Quote the entire fig pocket recipe text word for word.

TEXT SEGMENT >>
# # # #
Recipe: Fig pockets are filled with quick fresh preserves

Fig pockets are like little mini turnovers, filled with fresh fig preserves. (Photos: Debbie Arrington)

Like fig season, these cookies are special. They take a little time and effort, but the results are delicious with a delicate crispness and just the right amount of fig.

Filled with quick fresh fig preserves, they’re like mini turnovers. Instead of a flaky crust, the golden pastry forms something closer to a scone. Removed from the oven at 8 minutes, the dough stays soft like a thick sugar cookie with a fig center. Two minutes more, the top is golden and the bottom crisps while the filling retains its softness. (Any longer and the cookie gets too crunchy.)

The pastry dough needs to be kept as cold as possible; otherwise, it sticks to everything while being worked and pulls apart. So, make these little pastry pockets in batches of 10 or 12.

Quick fresh fig preserves double as filling.

For the fig filling, finely chop the figs including skin. (The food processor is great for this.) Walnuts add a little extra texture and flavor, but are optional. You’ll have extra fig filling leftover. Use those quick fig preserves on toast or English muffins. Or make more cookie dough!

Fig pockets

Makes about 30 cookies

For pastry:

6 tablespoons shortening

¾ cup sugar

2 eggs, lightly beaten

¾ teaspoon vanilla

2 cups flour

½ teaspoon salt

¼ teaspoon soda

For filling:

1-1/2 cups figs, finely chopped (about ½ pound)
# # # #
[Excerpts from point annotation data]
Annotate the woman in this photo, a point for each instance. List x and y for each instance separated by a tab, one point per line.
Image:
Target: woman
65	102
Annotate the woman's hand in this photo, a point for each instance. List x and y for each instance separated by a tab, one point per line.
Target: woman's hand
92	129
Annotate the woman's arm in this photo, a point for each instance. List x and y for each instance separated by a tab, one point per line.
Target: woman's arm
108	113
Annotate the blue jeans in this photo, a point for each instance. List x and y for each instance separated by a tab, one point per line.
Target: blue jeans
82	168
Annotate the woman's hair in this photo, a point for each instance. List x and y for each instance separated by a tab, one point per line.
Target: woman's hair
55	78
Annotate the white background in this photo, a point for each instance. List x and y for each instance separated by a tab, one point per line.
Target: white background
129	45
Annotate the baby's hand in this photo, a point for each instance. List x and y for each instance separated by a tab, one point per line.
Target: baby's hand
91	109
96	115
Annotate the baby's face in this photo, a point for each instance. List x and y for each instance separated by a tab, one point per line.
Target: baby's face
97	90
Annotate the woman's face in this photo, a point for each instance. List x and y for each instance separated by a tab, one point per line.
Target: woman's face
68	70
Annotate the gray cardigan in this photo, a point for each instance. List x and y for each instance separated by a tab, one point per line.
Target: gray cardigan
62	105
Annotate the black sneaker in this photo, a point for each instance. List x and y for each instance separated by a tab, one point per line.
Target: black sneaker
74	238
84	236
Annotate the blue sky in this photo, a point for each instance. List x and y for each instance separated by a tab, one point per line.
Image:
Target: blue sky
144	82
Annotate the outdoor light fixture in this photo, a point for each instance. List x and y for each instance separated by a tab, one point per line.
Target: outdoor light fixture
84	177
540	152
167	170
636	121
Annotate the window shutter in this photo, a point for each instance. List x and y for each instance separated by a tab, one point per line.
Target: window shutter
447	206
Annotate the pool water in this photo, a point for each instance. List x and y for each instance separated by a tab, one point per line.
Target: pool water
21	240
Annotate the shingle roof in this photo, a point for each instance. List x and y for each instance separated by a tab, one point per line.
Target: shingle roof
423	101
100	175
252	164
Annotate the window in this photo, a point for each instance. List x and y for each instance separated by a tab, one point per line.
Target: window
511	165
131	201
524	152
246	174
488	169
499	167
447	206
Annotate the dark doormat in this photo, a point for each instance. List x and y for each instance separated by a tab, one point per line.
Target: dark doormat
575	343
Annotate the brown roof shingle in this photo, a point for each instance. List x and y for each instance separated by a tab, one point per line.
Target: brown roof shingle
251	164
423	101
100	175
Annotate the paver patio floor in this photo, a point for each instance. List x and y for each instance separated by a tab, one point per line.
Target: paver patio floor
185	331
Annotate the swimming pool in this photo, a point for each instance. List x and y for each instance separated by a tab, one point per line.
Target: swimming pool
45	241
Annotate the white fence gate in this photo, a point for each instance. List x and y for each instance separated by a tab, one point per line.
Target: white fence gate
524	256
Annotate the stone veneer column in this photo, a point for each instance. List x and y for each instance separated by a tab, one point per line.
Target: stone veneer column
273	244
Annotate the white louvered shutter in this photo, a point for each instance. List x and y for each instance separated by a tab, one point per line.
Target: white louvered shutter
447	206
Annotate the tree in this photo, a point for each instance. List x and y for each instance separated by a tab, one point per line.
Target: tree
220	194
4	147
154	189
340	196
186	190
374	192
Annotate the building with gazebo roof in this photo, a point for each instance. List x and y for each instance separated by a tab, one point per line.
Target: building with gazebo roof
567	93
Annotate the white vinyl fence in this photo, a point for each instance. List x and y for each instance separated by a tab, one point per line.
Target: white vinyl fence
# # # #
RESULT >>
Recipe: Fig pockets are filled with quick fresh preserves

Fig pockets are like little mini turnovers, filled with fresh fig preserves. (Photos: Debbie Arrington)

Like fig season, these cookies are special. They take a little time and effort, but the results are delicious with a delicate crispness and just the right amount of fig.

Filled with quick fresh fig preserves, they’re like mini turnovers. Instead of a flaky crust, the golden pastry forms something closer to a scone. Removed from the oven at 8 minutes, the dough stays soft like a thick sugar cookie with a fig center. Two minutes more, the top is golden and the bottom crisps while the filling retains its softness. (Any longer and the cookie gets too crunchy.)

The pastry dough needs to be kept as cold as possible; otherwise, it sticks to everything while being worked and pulls apart. So, make these little pastry pockets in batches of 10 or 12.

Quick fresh fig preserves double as filling.

For the fig filling, finely chop the figs including skin. (The food processor is great for this.) Walnuts add a little extra texture and flavor, but are optional. You’ll have extra fig filling leftover. Use those quick fig preserves on toast or English muffins. Or make more cookie dough!

Fig pockets

Makes about 30 cookies

For pastry:

6 tablespoons shortening

¾ cup sugar

2 eggs, lightly beaten

¾ teaspoon vanilla

2 cups flour

½ teaspoon salt

¼ teaspoon soda

For filling:

1-1/2 cups figs, finely chopped (about ½ pound)